◆ **Given text**
Sir John Mills remembered: From Felixstowe to Hollywood
- Credit: JERRY TURNER
Sir John Mills - Suffolk’s acting knight - was one of the greatest actors of his generation and a great east Anglian. Arts Editor Andrew Clarke reviews Sir John’s career and revisits two interviews he did with the star during the last ten years of his life.
Veteran actor Sir John Mills was born on the Norfolk-Suffolk border and despite being the son of a headmaster knew that his life, like that of his sister Annette, would be played out on stage. The Oscar-winning knight, who leant his name to the home of Eastern Angles theatre company, died in 2005 at the age of 97 after a short illness but he left an indelible mark on the nation’s theatrical landscape.

◆ **Dataset rows**
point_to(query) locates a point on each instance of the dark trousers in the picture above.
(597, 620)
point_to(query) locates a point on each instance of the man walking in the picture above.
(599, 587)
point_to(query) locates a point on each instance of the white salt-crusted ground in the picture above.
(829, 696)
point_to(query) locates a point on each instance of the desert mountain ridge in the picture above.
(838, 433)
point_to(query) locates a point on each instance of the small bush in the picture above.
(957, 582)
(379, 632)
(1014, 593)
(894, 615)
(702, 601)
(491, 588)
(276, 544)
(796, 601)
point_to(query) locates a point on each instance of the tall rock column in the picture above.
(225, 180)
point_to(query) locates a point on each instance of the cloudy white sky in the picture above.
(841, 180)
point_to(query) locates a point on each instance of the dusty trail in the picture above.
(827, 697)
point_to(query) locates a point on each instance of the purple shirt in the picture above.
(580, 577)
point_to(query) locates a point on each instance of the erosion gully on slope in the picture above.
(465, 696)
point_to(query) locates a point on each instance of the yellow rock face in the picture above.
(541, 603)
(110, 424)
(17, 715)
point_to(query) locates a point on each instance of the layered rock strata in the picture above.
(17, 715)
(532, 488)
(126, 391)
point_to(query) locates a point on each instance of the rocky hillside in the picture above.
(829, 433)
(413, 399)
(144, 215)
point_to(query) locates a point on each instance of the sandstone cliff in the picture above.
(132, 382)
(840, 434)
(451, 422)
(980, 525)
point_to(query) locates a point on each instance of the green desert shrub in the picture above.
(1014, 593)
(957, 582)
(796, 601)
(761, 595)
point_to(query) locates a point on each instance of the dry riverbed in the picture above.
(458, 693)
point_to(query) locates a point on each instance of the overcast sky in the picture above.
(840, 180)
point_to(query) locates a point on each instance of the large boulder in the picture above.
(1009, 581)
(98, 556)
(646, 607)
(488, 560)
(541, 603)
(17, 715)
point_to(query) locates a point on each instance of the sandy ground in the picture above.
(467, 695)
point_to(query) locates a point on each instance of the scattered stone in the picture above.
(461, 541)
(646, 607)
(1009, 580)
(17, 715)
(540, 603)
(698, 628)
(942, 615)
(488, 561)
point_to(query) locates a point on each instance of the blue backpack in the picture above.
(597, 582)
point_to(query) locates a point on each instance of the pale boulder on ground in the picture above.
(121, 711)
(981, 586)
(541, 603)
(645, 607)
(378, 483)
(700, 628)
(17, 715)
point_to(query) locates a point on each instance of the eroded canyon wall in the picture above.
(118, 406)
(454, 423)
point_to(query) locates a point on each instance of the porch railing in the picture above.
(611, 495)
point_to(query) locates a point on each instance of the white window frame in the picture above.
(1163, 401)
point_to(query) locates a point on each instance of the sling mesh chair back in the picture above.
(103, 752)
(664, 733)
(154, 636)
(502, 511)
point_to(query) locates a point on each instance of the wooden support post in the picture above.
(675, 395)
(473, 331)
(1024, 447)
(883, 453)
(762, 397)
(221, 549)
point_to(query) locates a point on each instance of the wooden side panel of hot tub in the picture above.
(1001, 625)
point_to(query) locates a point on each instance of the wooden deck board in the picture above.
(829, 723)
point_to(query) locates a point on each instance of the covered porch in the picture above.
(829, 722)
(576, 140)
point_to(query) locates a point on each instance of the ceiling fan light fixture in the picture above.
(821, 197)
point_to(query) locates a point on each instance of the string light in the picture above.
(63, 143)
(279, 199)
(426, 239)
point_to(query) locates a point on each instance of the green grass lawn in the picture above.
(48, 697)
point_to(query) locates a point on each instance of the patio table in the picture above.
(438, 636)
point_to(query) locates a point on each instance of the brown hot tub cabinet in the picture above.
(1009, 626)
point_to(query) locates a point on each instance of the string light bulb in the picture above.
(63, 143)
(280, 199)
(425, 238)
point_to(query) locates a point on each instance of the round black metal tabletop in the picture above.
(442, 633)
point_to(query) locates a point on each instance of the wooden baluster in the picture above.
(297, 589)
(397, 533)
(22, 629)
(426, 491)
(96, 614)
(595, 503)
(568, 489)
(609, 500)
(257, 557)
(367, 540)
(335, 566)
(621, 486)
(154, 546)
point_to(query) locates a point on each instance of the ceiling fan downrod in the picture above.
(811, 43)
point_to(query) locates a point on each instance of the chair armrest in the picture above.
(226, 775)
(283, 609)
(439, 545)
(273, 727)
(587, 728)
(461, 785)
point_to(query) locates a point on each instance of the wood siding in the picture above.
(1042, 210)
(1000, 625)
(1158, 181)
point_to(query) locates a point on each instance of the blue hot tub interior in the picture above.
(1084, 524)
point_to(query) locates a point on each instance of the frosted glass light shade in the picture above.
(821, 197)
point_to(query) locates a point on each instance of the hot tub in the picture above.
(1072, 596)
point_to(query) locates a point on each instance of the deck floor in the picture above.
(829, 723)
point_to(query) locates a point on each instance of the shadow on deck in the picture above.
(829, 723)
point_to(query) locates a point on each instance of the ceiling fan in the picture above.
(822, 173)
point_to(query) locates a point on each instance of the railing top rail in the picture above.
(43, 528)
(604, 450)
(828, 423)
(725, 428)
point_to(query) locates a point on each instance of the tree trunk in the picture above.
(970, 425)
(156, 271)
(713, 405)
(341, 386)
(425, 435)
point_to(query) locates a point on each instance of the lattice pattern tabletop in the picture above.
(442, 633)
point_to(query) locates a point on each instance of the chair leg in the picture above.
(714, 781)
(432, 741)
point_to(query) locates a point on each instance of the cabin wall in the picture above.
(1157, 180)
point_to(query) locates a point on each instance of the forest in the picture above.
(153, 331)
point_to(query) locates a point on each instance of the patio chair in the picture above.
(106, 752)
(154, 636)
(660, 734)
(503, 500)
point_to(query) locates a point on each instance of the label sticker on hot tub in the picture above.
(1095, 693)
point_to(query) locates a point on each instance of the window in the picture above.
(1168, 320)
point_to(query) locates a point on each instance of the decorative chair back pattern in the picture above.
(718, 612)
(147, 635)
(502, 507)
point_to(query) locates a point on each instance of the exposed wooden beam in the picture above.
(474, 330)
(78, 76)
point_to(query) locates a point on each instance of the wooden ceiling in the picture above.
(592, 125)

◆ **What to do**
A: According to the article about Sir John Mills, in what year did he die and at what age?
B: Write the next part of the article about Sir John Mills, starting after its final sentence.
The records have no connection to the article about Sir John Mills.

◆ **Written responses**
A: He died in 2005 at the age of 97.

B:
The much-loved star whose career spanned more than 100 films was renowned for playing plucky soldiers and sailors in such classic war films as In Which We Serve and Ice Cold In Alex. Johnny Mills, as he was affectionately known, was a very versatile actor.
Many of his best roles were away from the front lines - he won his Oscar in 1971 for playing the village idiot in David Lean’s Ryan’s Daughter and was nominated for a BAFTA for his role as the downtrodden Willie Mossop in Hobson’s Choice opposite Charles Laughton.
Although born in Belton, just outside Great Yarmouth, he and his family moved to Felixstowe when he was just in his teens. It was at this time that he changed his name from Lewis Ernest Watts Mills to Jack. “It really was a mouthful and I started introducing myself as Jack and it stuck. When I started acting Jack became John and I’ve been Johnnie to my friends ever since.”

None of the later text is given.